§ **Article**:
"""

Re: large sliding window perf question

Posted by Aljoscha Krettek <al...@apache.org>.

Hi,

Yes Carst, that’s exactly what happens: 240 get+put calls.

Best,
Aljoscha

> On 24. May 2017, at 15:49, Carst Tankink <ct...@bol.com> wrote:
> 
> Hi,
>  
> Thanks Aljoshcha!
> To complete my understanding: the problem here is that each element in the sliding window(s) basically triggers 240 get+put calls instead of just 1, right? I can see how that blows up :-) 
> I have a good idea on how to proceed next, so I will be trying out writing the custom ProcessFunction next (week).
>  
> Stefan, in our case we are already on Flink 1.2.1 which should have the patched version of RocksDB, right? Because that patch did solve an issue we had in a different Flink job (a Kafka Source -> HDFS/Bucketing Sink which was stalling quite often under Flink 1.2.0) but did not solve this case, which fits the “way too much RocksDB access” explanation better.

"""

§ **Job 1**: Repeat the Flink thread from "Yes Carst, that’s" to "blows up :-)".
The Flink thread and the entries that follow it are unrelated material.

§ **Source data**:
"""

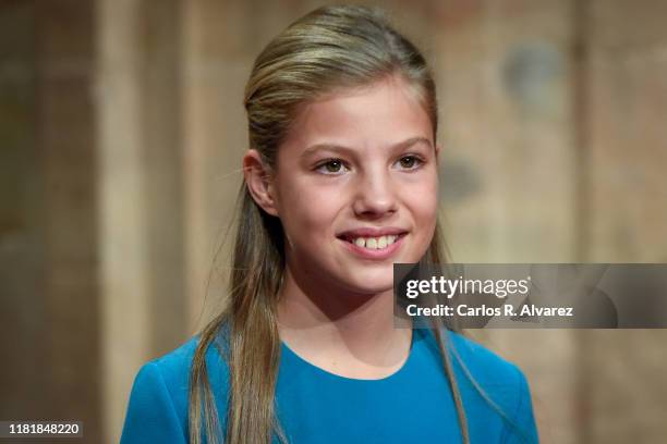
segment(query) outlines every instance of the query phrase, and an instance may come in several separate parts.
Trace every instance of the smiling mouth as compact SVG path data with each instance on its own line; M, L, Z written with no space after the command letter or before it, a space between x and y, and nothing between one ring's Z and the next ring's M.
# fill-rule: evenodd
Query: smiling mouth
M399 238L403 237L407 233L401 234L387 234L384 236L341 236L341 240L354 244L360 248L366 248L369 250L380 250L395 244Z

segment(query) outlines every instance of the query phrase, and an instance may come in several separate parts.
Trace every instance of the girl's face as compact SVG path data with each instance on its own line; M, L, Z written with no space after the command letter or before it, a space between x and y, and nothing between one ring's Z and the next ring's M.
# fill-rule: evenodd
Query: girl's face
M393 262L417 262L437 217L428 114L396 77L304 107L270 181L292 274L361 294L392 287Z

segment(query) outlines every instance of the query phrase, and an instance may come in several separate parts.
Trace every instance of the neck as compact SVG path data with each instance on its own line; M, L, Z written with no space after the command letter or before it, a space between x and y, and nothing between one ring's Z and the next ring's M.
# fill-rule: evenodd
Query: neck
M290 348L319 367L342 362L354 373L356 366L362 375L400 368L410 350L412 331L410 321L395 321L391 288L356 294L304 281L287 268L278 328Z

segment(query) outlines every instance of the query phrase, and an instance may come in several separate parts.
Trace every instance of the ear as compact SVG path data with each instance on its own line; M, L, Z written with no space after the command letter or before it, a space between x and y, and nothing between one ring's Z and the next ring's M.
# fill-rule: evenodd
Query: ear
M264 165L256 149L243 156L243 176L253 200L267 213L278 215L270 170Z

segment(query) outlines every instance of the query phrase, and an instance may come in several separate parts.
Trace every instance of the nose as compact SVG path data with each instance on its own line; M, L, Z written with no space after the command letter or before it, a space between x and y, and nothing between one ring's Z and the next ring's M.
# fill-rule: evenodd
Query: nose
M388 172L368 171L357 181L355 192L352 208L356 215L376 219L398 208L395 184Z

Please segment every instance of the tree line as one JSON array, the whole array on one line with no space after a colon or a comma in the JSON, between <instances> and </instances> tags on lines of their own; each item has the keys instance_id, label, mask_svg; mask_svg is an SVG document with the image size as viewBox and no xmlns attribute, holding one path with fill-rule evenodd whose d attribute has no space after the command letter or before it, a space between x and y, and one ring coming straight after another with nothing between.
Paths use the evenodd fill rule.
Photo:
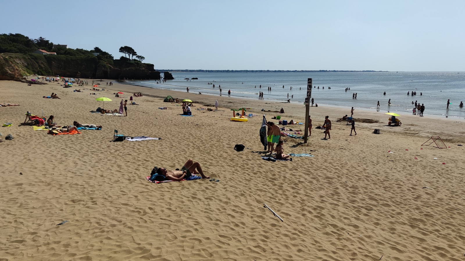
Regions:
<instances>
[{"instance_id":1,"label":"tree line","mask_svg":"<svg viewBox=\"0 0 465 261\"><path fill-rule=\"evenodd\" d=\"M94 47L93 50L87 51L83 49L73 49L58 46L54 47L55 45L50 40L41 37L37 39L33 39L20 33L0 34L0 53L2 52L28 53L33 52L38 49L41 49L47 52L56 52L58 55L72 56L93 55L93 52L96 52L98 53L99 56L102 58L114 59L113 55L97 46ZM128 61L132 59L136 60L142 62L145 59L145 57L138 55L134 49L128 46L121 46L120 48L120 52L125 55L120 58L123 60Z\"/></svg>"}]
</instances>

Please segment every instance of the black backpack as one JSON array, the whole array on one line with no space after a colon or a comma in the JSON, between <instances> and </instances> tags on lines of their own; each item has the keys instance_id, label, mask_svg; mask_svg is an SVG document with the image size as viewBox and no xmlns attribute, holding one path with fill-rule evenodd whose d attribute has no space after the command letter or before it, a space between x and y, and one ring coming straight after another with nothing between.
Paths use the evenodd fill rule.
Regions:
<instances>
[{"instance_id":1,"label":"black backpack","mask_svg":"<svg viewBox=\"0 0 465 261\"><path fill-rule=\"evenodd\" d=\"M244 148L246 146L242 144L236 144L236 146L234 146L234 150L236 151L242 151L244 150Z\"/></svg>"}]
</instances>

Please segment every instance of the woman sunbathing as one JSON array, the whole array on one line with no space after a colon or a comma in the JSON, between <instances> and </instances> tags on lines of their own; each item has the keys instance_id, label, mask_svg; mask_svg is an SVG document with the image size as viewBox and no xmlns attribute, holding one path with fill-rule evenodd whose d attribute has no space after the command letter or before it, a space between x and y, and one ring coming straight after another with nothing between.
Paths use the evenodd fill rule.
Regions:
<instances>
[{"instance_id":1,"label":"woman sunbathing","mask_svg":"<svg viewBox=\"0 0 465 261\"><path fill-rule=\"evenodd\" d=\"M48 124L48 127L56 127L57 128L61 128L61 126L58 126L57 124L53 122L53 118L55 117L53 115L50 115L50 117L48 117L48 119L47 120L47 124Z\"/></svg>"},{"instance_id":2,"label":"woman sunbathing","mask_svg":"<svg viewBox=\"0 0 465 261\"><path fill-rule=\"evenodd\" d=\"M61 128L54 127L52 128L52 130L56 130L60 133L63 132L71 132L73 130L78 131L78 128L75 126L66 126Z\"/></svg>"},{"instance_id":3,"label":"woman sunbathing","mask_svg":"<svg viewBox=\"0 0 465 261\"><path fill-rule=\"evenodd\" d=\"M84 127L85 128L95 128L102 127L102 125L95 125L94 124L82 124L76 121L73 122L73 125L74 125L74 126L78 128L80 127Z\"/></svg>"},{"instance_id":4,"label":"woman sunbathing","mask_svg":"<svg viewBox=\"0 0 465 261\"><path fill-rule=\"evenodd\" d=\"M286 159L291 157L291 155L283 153L284 152L284 149L283 148L283 141L279 141L278 143L278 145L276 145L276 149L274 149L274 151L276 152L276 159Z\"/></svg>"}]
</instances>

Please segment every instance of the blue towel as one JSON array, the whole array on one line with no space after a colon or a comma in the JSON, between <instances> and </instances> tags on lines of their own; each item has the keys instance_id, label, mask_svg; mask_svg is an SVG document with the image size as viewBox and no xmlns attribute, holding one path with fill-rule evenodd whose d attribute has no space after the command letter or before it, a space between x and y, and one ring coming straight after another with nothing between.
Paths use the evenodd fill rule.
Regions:
<instances>
[{"instance_id":1,"label":"blue towel","mask_svg":"<svg viewBox=\"0 0 465 261\"><path fill-rule=\"evenodd\" d=\"M100 130L101 129L101 128L87 128L87 127L78 127L78 130Z\"/></svg>"},{"instance_id":2,"label":"blue towel","mask_svg":"<svg viewBox=\"0 0 465 261\"><path fill-rule=\"evenodd\" d=\"M186 180L194 180L194 179L200 179L202 178L202 177L199 176L197 175L192 175L192 176L186 179Z\"/></svg>"},{"instance_id":3,"label":"blue towel","mask_svg":"<svg viewBox=\"0 0 465 261\"><path fill-rule=\"evenodd\" d=\"M312 155L312 154L307 154L307 153L301 153L300 154L291 153L289 155L293 157L315 157Z\"/></svg>"}]
</instances>

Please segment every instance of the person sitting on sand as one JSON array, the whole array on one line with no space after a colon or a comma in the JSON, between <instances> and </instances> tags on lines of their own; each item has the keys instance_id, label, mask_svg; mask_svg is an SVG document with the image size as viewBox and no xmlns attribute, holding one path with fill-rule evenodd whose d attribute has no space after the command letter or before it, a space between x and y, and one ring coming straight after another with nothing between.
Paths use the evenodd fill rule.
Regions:
<instances>
[{"instance_id":1,"label":"person sitting on sand","mask_svg":"<svg viewBox=\"0 0 465 261\"><path fill-rule=\"evenodd\" d=\"M276 159L286 159L291 157L291 155L283 153L284 152L284 149L283 148L283 141L279 141L278 143L278 145L276 145L276 148L274 149L274 151L276 152ZM292 161L292 159L291 159L291 160Z\"/></svg>"},{"instance_id":2,"label":"person sitting on sand","mask_svg":"<svg viewBox=\"0 0 465 261\"><path fill-rule=\"evenodd\" d=\"M79 123L76 121L73 122L73 125L74 125L76 127L84 127L85 128L102 128L101 125L95 125L94 124L82 124L81 123Z\"/></svg>"},{"instance_id":3,"label":"person sitting on sand","mask_svg":"<svg viewBox=\"0 0 465 261\"><path fill-rule=\"evenodd\" d=\"M53 119L55 117L53 115L50 115L50 117L48 117L48 119L47 120L47 124L48 125L48 127L56 127L57 128L61 128L61 126L59 126L57 125L56 123L53 122Z\"/></svg>"},{"instance_id":4,"label":"person sitting on sand","mask_svg":"<svg viewBox=\"0 0 465 261\"><path fill-rule=\"evenodd\" d=\"M152 181L163 181L164 180L174 180L181 181L193 175L200 174L202 178L210 178L210 176L206 176L203 174L202 167L198 162L194 162L189 159L184 164L180 170L168 170L165 168L155 167L152 170Z\"/></svg>"},{"instance_id":5,"label":"person sitting on sand","mask_svg":"<svg viewBox=\"0 0 465 261\"><path fill-rule=\"evenodd\" d=\"M63 133L64 132L71 132L73 130L76 130L77 131L78 128L75 126L66 126L61 128L58 127L53 127L52 128L52 130L56 130L60 133Z\"/></svg>"}]
</instances>

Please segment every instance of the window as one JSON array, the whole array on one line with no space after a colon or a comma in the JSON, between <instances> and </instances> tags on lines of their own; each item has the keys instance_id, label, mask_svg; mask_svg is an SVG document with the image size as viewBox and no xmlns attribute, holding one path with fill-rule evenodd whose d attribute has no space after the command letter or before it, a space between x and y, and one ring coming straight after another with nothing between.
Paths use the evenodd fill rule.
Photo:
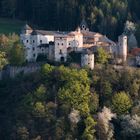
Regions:
<instances>
[{"instance_id":1,"label":"window","mask_svg":"<svg viewBox=\"0 0 140 140\"><path fill-rule=\"evenodd\" d=\"M62 54L62 50L60 50L59 54Z\"/></svg>"}]
</instances>

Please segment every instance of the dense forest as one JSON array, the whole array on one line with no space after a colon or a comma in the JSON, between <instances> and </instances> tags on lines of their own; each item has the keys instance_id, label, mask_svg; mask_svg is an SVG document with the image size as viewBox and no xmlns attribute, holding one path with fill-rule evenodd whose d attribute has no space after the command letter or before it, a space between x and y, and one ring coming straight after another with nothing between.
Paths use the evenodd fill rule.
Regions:
<instances>
[{"instance_id":1,"label":"dense forest","mask_svg":"<svg viewBox=\"0 0 140 140\"><path fill-rule=\"evenodd\" d=\"M85 19L115 41L131 23L140 47L139 8L140 0L0 0L0 20L74 30ZM25 66L23 48L15 33L0 34L0 71ZM140 140L140 69L111 65L102 48L94 70L78 55L0 80L0 140Z\"/></svg>"},{"instance_id":2,"label":"dense forest","mask_svg":"<svg viewBox=\"0 0 140 140\"><path fill-rule=\"evenodd\" d=\"M0 17L50 30L74 30L85 18L91 30L116 39L127 20L139 24L139 7L139 0L1 0Z\"/></svg>"},{"instance_id":3,"label":"dense forest","mask_svg":"<svg viewBox=\"0 0 140 140\"><path fill-rule=\"evenodd\" d=\"M139 140L140 71L51 66L0 82L2 140Z\"/></svg>"}]
</instances>

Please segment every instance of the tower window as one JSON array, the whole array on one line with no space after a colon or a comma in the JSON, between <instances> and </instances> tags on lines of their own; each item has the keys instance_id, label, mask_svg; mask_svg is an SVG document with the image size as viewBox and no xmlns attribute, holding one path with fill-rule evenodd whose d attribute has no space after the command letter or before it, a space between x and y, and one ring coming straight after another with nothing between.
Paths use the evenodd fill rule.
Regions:
<instances>
[{"instance_id":1,"label":"tower window","mask_svg":"<svg viewBox=\"0 0 140 140\"><path fill-rule=\"evenodd\" d=\"M62 50L60 50L59 54L62 54Z\"/></svg>"}]
</instances>

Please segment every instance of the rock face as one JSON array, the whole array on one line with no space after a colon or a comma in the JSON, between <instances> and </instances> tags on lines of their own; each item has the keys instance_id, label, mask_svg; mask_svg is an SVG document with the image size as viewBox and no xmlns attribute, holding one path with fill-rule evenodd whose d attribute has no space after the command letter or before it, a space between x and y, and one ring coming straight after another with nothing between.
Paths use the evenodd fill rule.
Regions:
<instances>
[{"instance_id":1,"label":"rock face","mask_svg":"<svg viewBox=\"0 0 140 140\"><path fill-rule=\"evenodd\" d=\"M128 49L131 51L134 48L137 48L137 40L134 34L128 36Z\"/></svg>"}]
</instances>

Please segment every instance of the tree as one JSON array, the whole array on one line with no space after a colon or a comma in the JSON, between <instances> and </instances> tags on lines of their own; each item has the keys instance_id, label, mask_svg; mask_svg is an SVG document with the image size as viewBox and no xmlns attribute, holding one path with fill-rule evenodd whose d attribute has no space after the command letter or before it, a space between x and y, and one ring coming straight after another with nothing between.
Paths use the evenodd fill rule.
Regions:
<instances>
[{"instance_id":1,"label":"tree","mask_svg":"<svg viewBox=\"0 0 140 140\"><path fill-rule=\"evenodd\" d=\"M20 66L25 62L25 53L23 46L16 42L9 53L9 62L12 65Z\"/></svg>"},{"instance_id":2,"label":"tree","mask_svg":"<svg viewBox=\"0 0 140 140\"><path fill-rule=\"evenodd\" d=\"M125 23L125 28L124 28L124 32L127 34L127 35L130 35L132 33L135 33L136 31L136 26L133 22L131 21L126 21Z\"/></svg>"},{"instance_id":3,"label":"tree","mask_svg":"<svg viewBox=\"0 0 140 140\"><path fill-rule=\"evenodd\" d=\"M132 106L132 100L125 92L117 93L112 98L113 111L118 115L126 114Z\"/></svg>"},{"instance_id":4,"label":"tree","mask_svg":"<svg viewBox=\"0 0 140 140\"><path fill-rule=\"evenodd\" d=\"M103 48L98 48L98 50L97 50L97 63L105 64L108 62L109 58L110 58L109 54Z\"/></svg>"},{"instance_id":5,"label":"tree","mask_svg":"<svg viewBox=\"0 0 140 140\"><path fill-rule=\"evenodd\" d=\"M116 117L116 115L107 107L104 107L102 112L98 113L97 131L99 139L112 140L114 130L110 121L114 117Z\"/></svg>"},{"instance_id":6,"label":"tree","mask_svg":"<svg viewBox=\"0 0 140 140\"><path fill-rule=\"evenodd\" d=\"M90 112L95 113L99 107L99 96L97 93L93 93L89 102Z\"/></svg>"},{"instance_id":7,"label":"tree","mask_svg":"<svg viewBox=\"0 0 140 140\"><path fill-rule=\"evenodd\" d=\"M121 117L121 134L129 138L137 139L137 136L140 135L140 117L137 115L126 115Z\"/></svg>"},{"instance_id":8,"label":"tree","mask_svg":"<svg viewBox=\"0 0 140 140\"><path fill-rule=\"evenodd\" d=\"M0 70L2 70L3 67L7 64L8 64L8 60L6 58L6 54L0 51Z\"/></svg>"}]
</instances>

"""

§ **Job 2**: Switch "outlines" to "delineates" in the entries from their start through the line with "M393 262L417 262L437", and return only those lines with nothing else changed. Leave out the pictures.

§ **Solution 1**:
Yes Carst, that’s exactly what happens: 240 get+put calls.

Best,
Aljoscha

> On 24. May 2017, at 15:49, Carst Tankink <ct...@bol.com> wrote:
> 
> Hi,
>  
> Thanks Aljoshcha!
> To complete my understanding: the problem here is that each element in the sliding window(s) basically triggers 240 get+put calls instead of just 1, right? I can see how that blows up :-)

§ **Solution 2**:
segment(query) delineates every instance of the query phrase, and an instance may come in several separate parts.
Trace every instance of the smiling mouth as compact SVG path data with each instance on its own line; M, L, Z written with no space after the command letter or before it, a space between x and y, and nothing between one ring's Z and the next ring's M.
# fill-rule: evenodd
Query: smiling mouth
M399 238L403 237L407 233L401 234L387 234L384 236L341 236L341 240L354 244L360 248L366 248L369 250L380 250L395 244Z

segment(query) delineates every instance of the query phrase, and an instance may come in several separate parts.
Trace every instance of the girl's face as compact SVG path data with each instance on its own line; M, L, Z written with no space after the command letter or before it, a space between x and y, and nothing between one ring's Z and the next ring's M.
# fill-rule: evenodd
Query: girl's face
M393 262L417 262L437 217L428 114L396 77L304 107L270 181L292 274L361 294L392 287Z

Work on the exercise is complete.